▶ Short problem
Locate every line in the records below that contains the word "with", and copy each of those lines in full.

▶ Provided records

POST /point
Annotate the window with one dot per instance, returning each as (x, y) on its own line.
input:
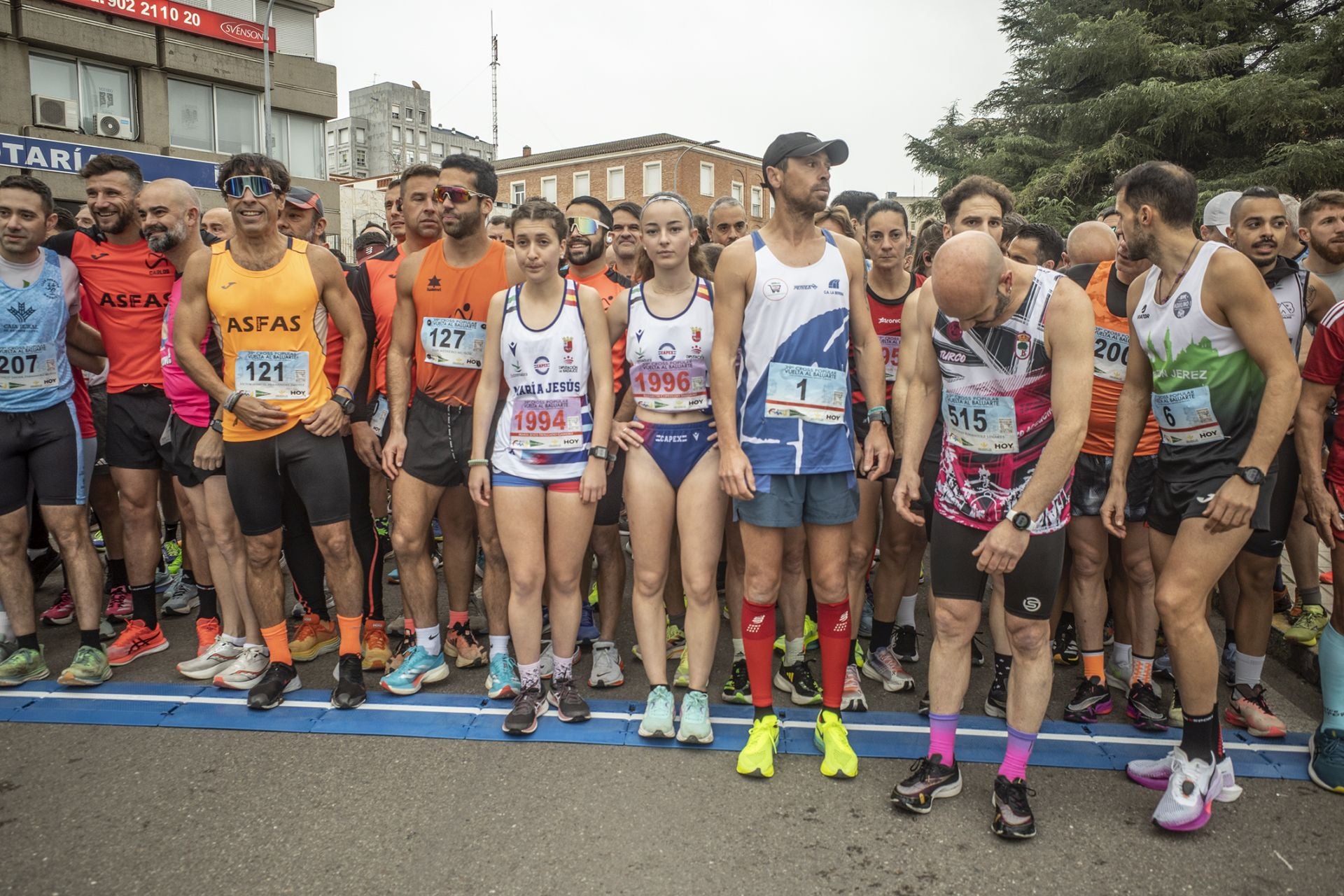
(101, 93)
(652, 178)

* * *

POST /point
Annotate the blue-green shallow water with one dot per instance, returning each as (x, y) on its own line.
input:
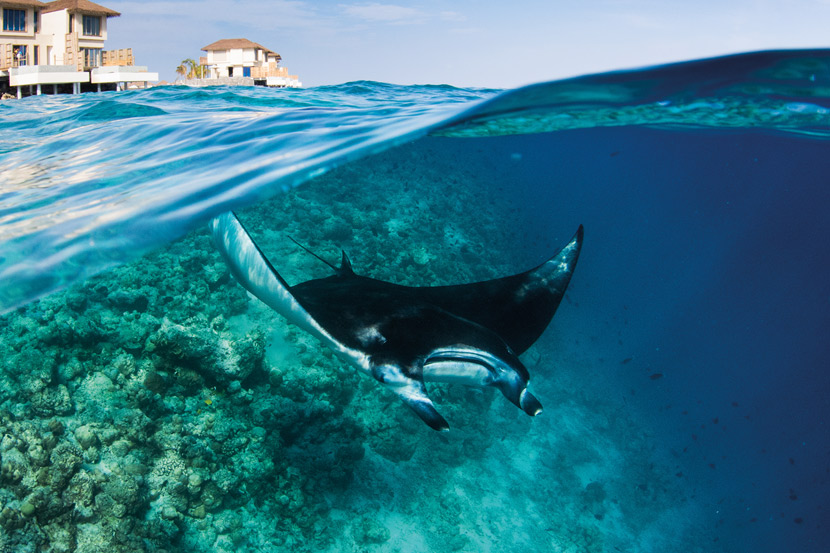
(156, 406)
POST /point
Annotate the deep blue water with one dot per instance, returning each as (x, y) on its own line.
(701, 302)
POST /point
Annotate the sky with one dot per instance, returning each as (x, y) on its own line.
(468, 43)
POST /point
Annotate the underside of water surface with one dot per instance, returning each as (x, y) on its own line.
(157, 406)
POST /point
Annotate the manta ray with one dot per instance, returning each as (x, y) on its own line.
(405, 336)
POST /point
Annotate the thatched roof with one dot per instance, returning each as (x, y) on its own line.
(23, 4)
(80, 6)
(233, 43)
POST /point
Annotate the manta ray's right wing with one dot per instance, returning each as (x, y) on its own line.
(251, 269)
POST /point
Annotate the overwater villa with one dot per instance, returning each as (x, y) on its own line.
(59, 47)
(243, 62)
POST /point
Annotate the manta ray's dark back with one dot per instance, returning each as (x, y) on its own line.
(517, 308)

▶ Complete output
Annotate the window with one dot per instance, returning each as (x, y) on its own line.
Annotate the blue-green shallow water with one dot per instance, returning each as (x, y) on its own line.
Annotate the deep blue water with one dot per instance, returning each as (x, y) on its own line.
Annotate the sky with one dot per instance, returning each as (x, y) on its own line.
Annotate the underside of water surface with one dot per instance, returning each as (x, y) on its own line.
Annotate the manta ray with one dot per instance, returning each as (x, y) on its own line.
Annotate the thatched roof with one dot per instance, returning each as (x, y) on its own line.
Annotate the manta ray's right wing with one dot per instance, returning each as (x, y) on its own line.
Annotate the overwater villa with one dot per instance, returning each as (x, y) on its own line.
Annotate the manta ray's dark back with one dot per instance, returning each as (x, y) on its own line.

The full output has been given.